Text section:
Palabras clave: Velorios, chistes, máscara, rituales funerarios, Antroposemiótica.
2) Antonio Perri, Università degli Studi di Napoli Suor Orsola Benincasa
Two aborted dialogues: K. L. Pike’s tagmemics and J. Fontanille’s semiotics of cultures
[Due dialoghi abortiti: la tagmemica di Pike e la semiotica delle culture di Fontanille]
Any inquiry into processes of cross-fertilization between academic disciplines is useful to single out the specific topics and issues on which such disciplines have converged, despite using different approaches and methods. However, focus on the situations where no such interchange has emerged is also crucial: uncovering the reasons of those failed dialogues is indeed helpful to detect, in often unexpected ways, the intrinsic limitations of specific theoretical proposals, as well as to pave the way for a possible reconsideration.
In this paper I will be dealing with two emblematic cases in which communication between semiotics and anthropology on the topic of action has failed, half a century lying between the two.
First, the “unified theory of the structure of human behaviour” which Kenneth L. Pike devised ever since the Fifties. While giving rise to considerable, long-lasting debate in the field of anthropology, Pike’s theory was almost completely ignored in the field of semiotics, despite the dense dialogue in which semiotics was involved with anthropology at the end of the Sixties, in search as it was for new foundations for an integrated semiotic approach to cultural phenomena.
Second, Jacques Fontanille’s “semiotics of cultures”, a theory which the French semiologist developed at the end of the Nineties out of an enriched version of the Greimasian generative model. This theory concerned hierarchical strata of integrated levels of relevance in meaningful human experience, including complex and ‘higher’ strata, that of humanly shaped objects as well as – more importantly in the context of a semiotics of action – those of situations-interactions and forms of life.

Stated goal 1:
Write out the part of the passage on semiotics and anthropology that opens with the words containing "Palabras clave: Velorios, chistes, máscara, rituales" and closes with "a possible reconsideration.".

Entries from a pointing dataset
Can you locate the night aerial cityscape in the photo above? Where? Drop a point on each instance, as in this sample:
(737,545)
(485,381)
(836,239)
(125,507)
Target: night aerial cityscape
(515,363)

Stated goal 2:
Reproduce every line of the records, including the requests. Multiply each coordinate in the answers by 1.9 and round it to a whole number, with halves rounded up.

Task result 1:
Palabras clave: Velorios, chistes, máscara, rituales funerarios, Antroposemiótica.
2) Antonio Perri, Università degli Studi di Napoli Suor Orsola Benincasa
Two aborted dialogues: K. L. Pike’s tagmemics and J. Fontanille’s semiotics of cultures
[Due dialoghi abortiti: la tagmemica di Pike e la semiotica delle culture di Fontanille]
Any inquiry into processes of cross-fertilization between academic disciplines is useful to single out the specific topics and issues on which such disciplines have converged, despite using different approaches and methods. However, focus on the situations where no such interchange has emerged is also crucial: uncovering the reasons of those failed dialogues is indeed helpful to detect, in often unexpected ways, the intrinsic limitations of specific theoretical proposals, as well as to pave the way for a possible reconsideration.

Task result 2:
Can you locate the night aerial cityscape in the photo above? Where? Drop a point on each instance, as in this sample:
(737,545)
(485,381)
(836,239)
(125,507)
Target: night aerial cityscape
(979,690)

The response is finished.